## [Extrait du texte]
'''
Dès Que Faire ? (1902), il montre le parfait mépris qu’il éprouve à l’égard des ouvriers : ceux-ci ne songent qu’à améliorer leur situation matérielle, et non à détruire l’ordre social existant. Le prolétariat ignore ce qui est bon pour lui. Le Parti, composé d’une élite intellectuelle qui détient la science, est l’incarnation (et non la représentation) du mouvement ouvrier. Ce parti doit être organisé de façon hiérarchisée et autoritaire comme une fabrique ou comme une armée. Le « centralisme démocratique » exclut toute liberté de critique au sein du Parti : « La liberté est un grand mot, mais c’est sous le drapeau de la liberté de l’industrie qu’ont été menées les pires guerres de brigandage ; c’est sous le drapeau de la liberté du travail qu’on a spolié les travailleurs. L’expression « liberté de critique » telle qu’on l’emploie aujourd’hui renferme le même mensonge ». Le Parti bolchevik, créé en 1912 et modèle de tous les Partis communistes ultérieurs, répond à cette conception.
'''
[Entrées de pointage d'objets étiquetés]
'''
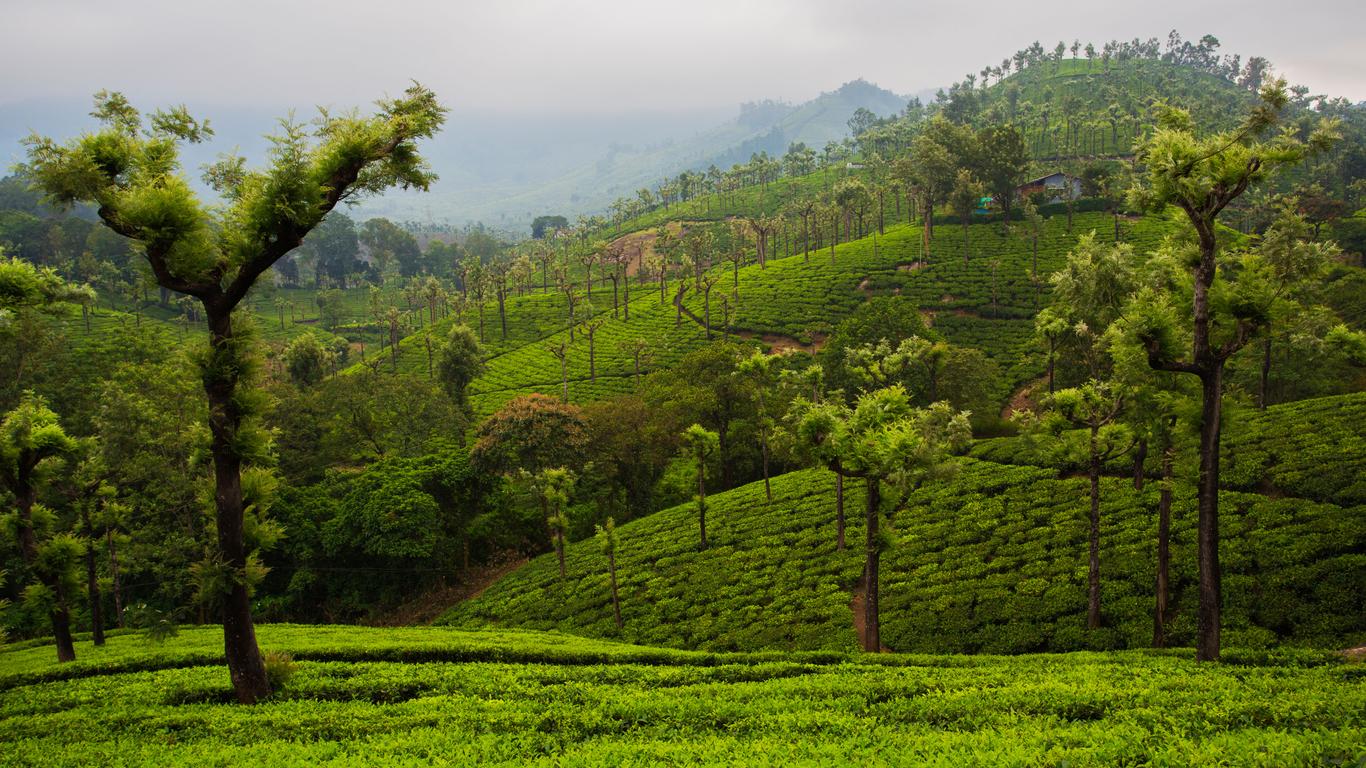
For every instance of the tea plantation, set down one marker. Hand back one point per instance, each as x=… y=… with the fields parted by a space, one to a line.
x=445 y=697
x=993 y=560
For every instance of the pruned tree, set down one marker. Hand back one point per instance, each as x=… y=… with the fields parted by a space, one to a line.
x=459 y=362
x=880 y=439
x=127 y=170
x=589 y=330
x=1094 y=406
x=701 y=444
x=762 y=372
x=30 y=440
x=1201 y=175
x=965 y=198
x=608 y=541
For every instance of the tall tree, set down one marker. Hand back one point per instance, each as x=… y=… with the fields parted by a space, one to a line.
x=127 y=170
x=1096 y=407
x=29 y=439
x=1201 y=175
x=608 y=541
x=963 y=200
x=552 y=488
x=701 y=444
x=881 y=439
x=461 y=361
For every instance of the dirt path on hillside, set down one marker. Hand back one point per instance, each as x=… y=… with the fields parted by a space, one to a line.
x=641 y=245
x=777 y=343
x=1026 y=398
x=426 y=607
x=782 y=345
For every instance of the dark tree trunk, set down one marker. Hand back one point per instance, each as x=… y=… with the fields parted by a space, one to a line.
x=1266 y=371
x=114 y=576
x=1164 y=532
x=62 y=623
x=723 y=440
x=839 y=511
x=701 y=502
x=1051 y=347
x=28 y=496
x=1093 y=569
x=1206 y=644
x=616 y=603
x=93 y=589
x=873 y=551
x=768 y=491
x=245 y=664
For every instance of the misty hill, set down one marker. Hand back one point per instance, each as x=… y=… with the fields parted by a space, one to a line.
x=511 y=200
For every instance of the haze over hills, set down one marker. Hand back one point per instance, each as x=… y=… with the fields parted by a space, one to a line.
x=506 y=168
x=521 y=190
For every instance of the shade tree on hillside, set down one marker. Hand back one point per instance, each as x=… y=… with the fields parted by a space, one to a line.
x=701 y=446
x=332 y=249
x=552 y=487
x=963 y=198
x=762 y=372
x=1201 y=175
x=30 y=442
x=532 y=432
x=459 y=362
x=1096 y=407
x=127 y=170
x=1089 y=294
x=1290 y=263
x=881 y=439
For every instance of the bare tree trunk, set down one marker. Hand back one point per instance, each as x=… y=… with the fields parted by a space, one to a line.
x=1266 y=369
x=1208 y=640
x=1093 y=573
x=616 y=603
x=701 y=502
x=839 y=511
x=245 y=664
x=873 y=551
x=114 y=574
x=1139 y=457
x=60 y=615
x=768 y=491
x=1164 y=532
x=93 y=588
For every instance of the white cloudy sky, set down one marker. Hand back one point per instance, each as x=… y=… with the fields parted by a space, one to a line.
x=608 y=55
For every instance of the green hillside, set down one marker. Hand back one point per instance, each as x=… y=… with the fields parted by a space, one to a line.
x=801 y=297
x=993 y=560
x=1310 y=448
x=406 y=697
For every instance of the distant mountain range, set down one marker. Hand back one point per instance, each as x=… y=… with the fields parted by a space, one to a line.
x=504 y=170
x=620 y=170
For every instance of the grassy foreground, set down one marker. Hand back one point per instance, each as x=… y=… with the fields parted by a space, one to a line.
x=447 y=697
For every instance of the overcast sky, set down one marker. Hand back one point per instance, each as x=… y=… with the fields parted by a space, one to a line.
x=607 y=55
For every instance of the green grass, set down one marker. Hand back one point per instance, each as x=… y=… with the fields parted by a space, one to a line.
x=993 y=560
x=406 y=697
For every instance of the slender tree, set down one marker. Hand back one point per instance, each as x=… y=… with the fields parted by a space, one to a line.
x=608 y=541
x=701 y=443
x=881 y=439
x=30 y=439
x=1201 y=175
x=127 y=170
'''
## [Tâches à traiter]
(a) D'après l'extrait sur Que Faire ? et le Parti bolchevik, en quelle année ce parti a-t-il été créé ?
(b) Rédigez la suite de l'extrait sur Que Faire ? et le Parti bolchevik, à partir de sa dernière phrase.
Ces données proviennent d'une source distincte.

## [Réponses par tâche]
(a) En 1912.

(b)
Dans L’État et la Révolution (1917), opuscule rédigé entre les révolutions de février et d’octobre, il se présente comme le restaurateur du vrai marxisme. Contre les opportunistes partisans d’une prise de pouvoir légal, Lénine souligne la nécessité d’une prise de pouvoir violente pour supprimer l’État bourgeois et le remplacer par un État prolétarien. Instrument d’oppression, l’État doit être au service de la classe révolutionnaire : la violence sera au service de la majorité (le peuple) contre la minorité bourgeoise. Avec la disparition des exploiteurs, les intérêts de tous seront en harmonie avec ceux de tous et l’État dépérira. Cette première phase de dictature du prolétariat, le socialisme, va donc inévitablement déboucher sur le communisme, règne de l’abondance. Par la suite, tout au long de l'histoire de l'URSS, le communisme sera évoqué en termes messianiques, comme un but très lointain mais capable de justifier toutes les souffrances présentes. En attendant, tous sont soumis à l’État, dans une bureaucratie autogestionnaire généralisée : « Recensement et contrôle, voilà l’essentiel et pour l’organisation et pour le fonctionnement régulier de la société communiste dans sa première phase. Ici, tous les citoyens se transforment en employés salariés de l’État constitué par les ouvriers armés. Tous les citoyens deviennent les employés et les ouvriers d’un seul cartel du peuple entier, de l’État. »
Il ébauche le modèle d’une système totalitaire : « Quand la majorité du peuple commencera par elle-même et partout ce renversement, ce contrôle des capitalistes (transformés alors en employés) et de la gent intellectuelle qui aura conservé les pratiques capitalistes, alors ce contrôle sera vraiment universel, général, national, et nul en pourra plus s’y soustraire, de quelque manière que ce soit ; on n’aura plus où se mettre ».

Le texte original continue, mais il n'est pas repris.